> **The exercise**: Reproduce the lines below verbatim, beginning at the line that contains "of the headrest" and stopping after the line that contains "Query: dirt ground".

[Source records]
★ ★ ★ ★

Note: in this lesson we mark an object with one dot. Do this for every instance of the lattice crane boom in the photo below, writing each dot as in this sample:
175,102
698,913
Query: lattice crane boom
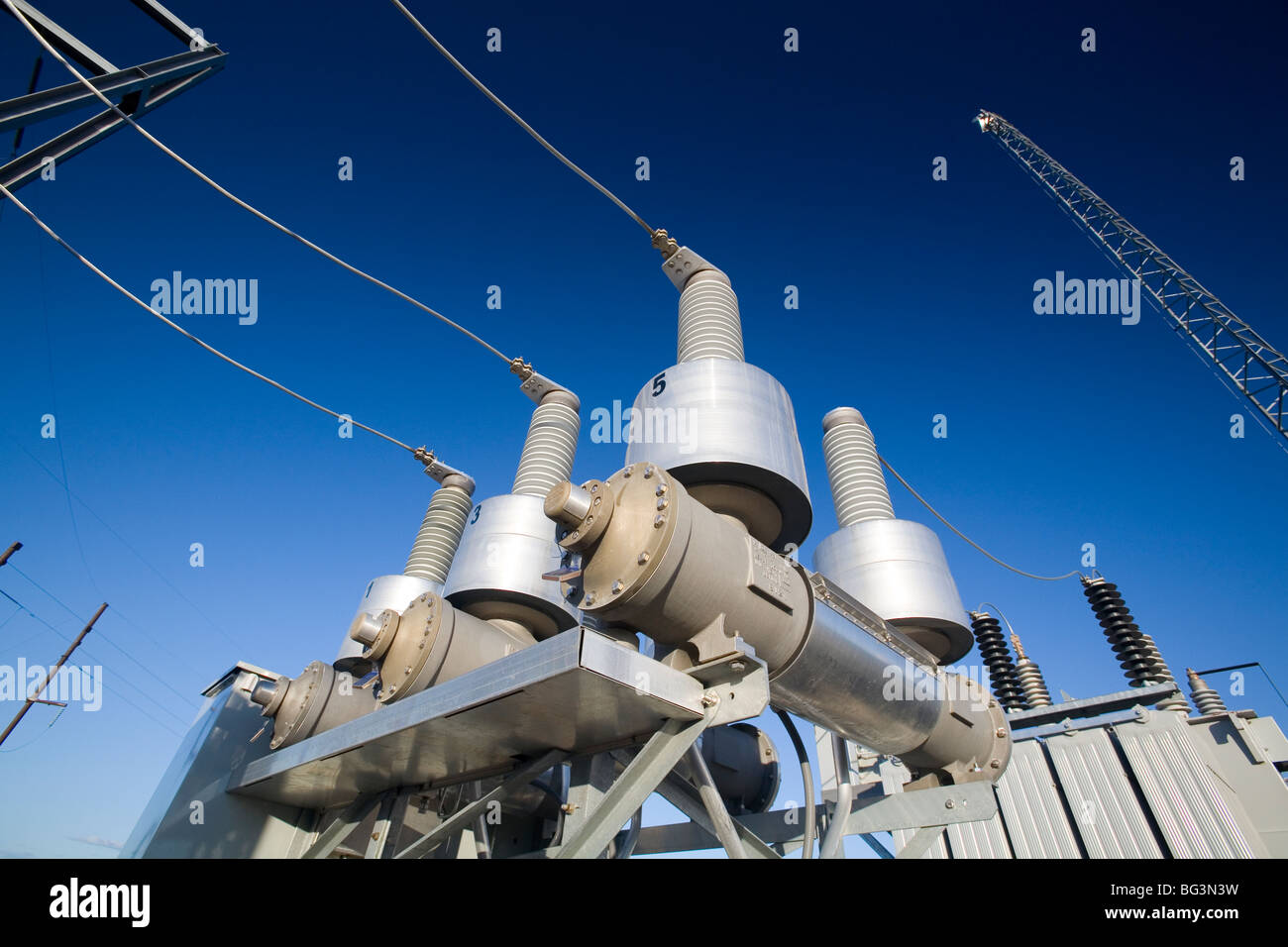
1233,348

★ ★ ★ ★

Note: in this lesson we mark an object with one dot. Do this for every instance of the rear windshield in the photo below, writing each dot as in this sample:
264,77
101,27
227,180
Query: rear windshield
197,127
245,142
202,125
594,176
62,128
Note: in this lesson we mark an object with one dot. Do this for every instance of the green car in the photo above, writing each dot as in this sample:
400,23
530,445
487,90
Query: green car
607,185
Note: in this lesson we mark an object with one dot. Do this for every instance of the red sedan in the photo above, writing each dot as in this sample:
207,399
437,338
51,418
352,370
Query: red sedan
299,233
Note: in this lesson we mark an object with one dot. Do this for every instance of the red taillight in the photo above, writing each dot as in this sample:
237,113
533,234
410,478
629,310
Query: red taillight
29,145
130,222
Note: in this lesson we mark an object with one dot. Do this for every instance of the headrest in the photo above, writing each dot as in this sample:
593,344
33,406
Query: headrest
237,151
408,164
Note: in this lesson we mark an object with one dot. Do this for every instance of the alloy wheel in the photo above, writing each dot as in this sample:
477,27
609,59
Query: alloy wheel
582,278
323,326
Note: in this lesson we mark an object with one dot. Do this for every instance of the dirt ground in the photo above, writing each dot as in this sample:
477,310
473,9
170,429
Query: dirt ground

★ ★ ★ ★

> **The result**:
Note: in this lesson we mark an object with one dot. Do this for every instance of the headrest in the photo above, writing each dot as in this sample:
593,344
33,406
Query: headrest
237,151
408,164
Note: in this lesson we mark an object with one dot. Do this for every instance of the alloy wheel in the photo above, writing each dot as in this sample:
477,27
609,59
Query: alloy wheel
582,278
323,326
Note: in this lesson we mark an object with one dot. Do this for every instance of the dirt ground in the photo above, writing each dot as in this sample:
477,310
473,9
170,429
Query: dirt ground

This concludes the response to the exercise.